* begin Provided data *
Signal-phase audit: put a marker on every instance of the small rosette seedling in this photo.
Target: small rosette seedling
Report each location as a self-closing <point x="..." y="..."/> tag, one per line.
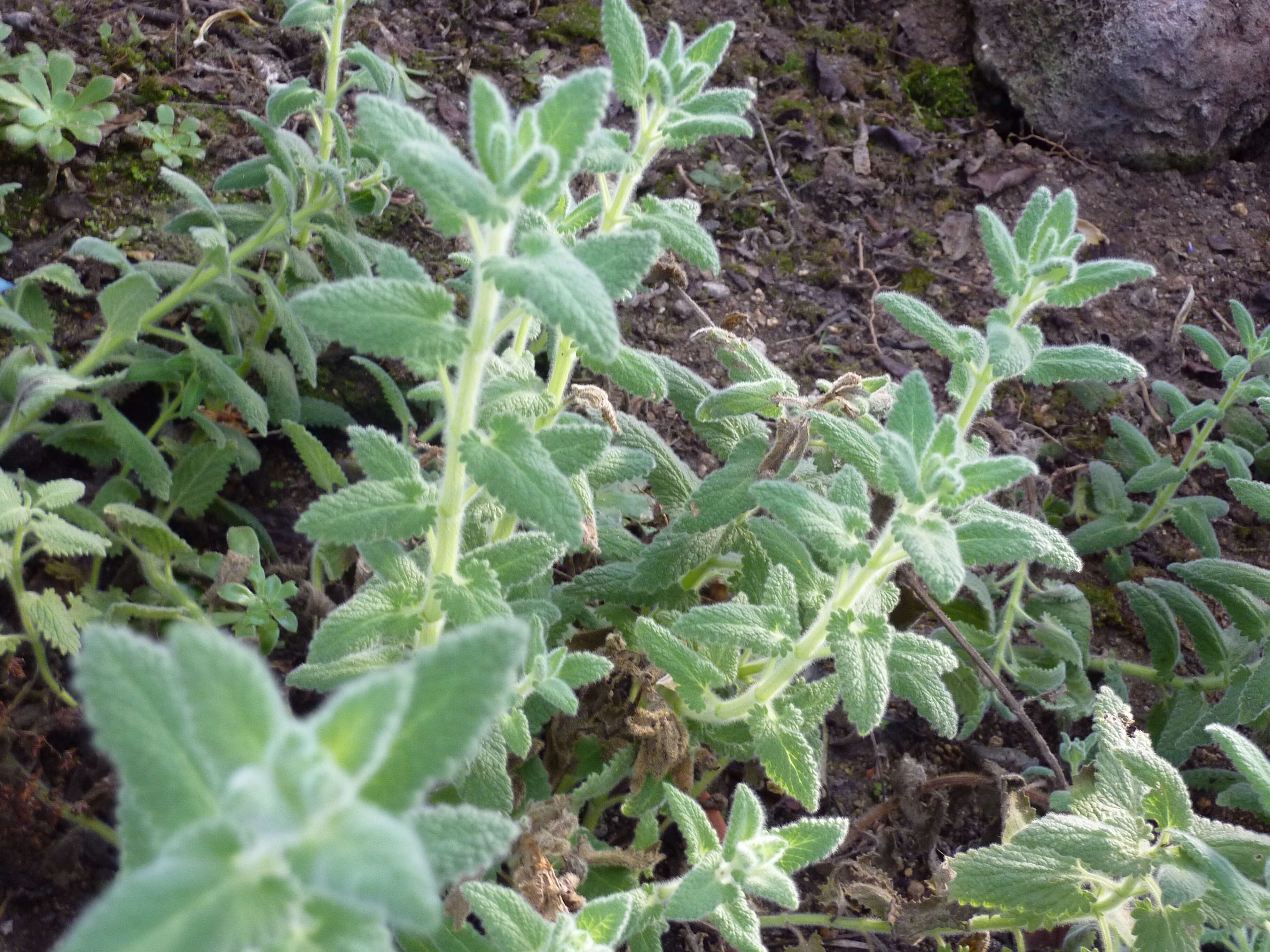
<point x="751" y="861"/>
<point x="46" y="111"/>
<point x="171" y="143"/>
<point x="1133" y="465"/>
<point x="46" y="521"/>
<point x="245" y="828"/>
<point x="1127" y="862"/>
* end Provided data *
Work to do.
Output every one of the lines above verbatim, leaving out the pictures.

Exercise answer.
Signal-phase audit: put a marker on every instance of the small rosette seedling in this photo.
Target: small rosette seedling
Report each location as a self-closing <point x="..." y="..."/> tag, one per line.
<point x="751" y="861"/>
<point x="46" y="111"/>
<point x="171" y="143"/>
<point x="1133" y="465"/>
<point x="46" y="521"/>
<point x="245" y="828"/>
<point x="1127" y="862"/>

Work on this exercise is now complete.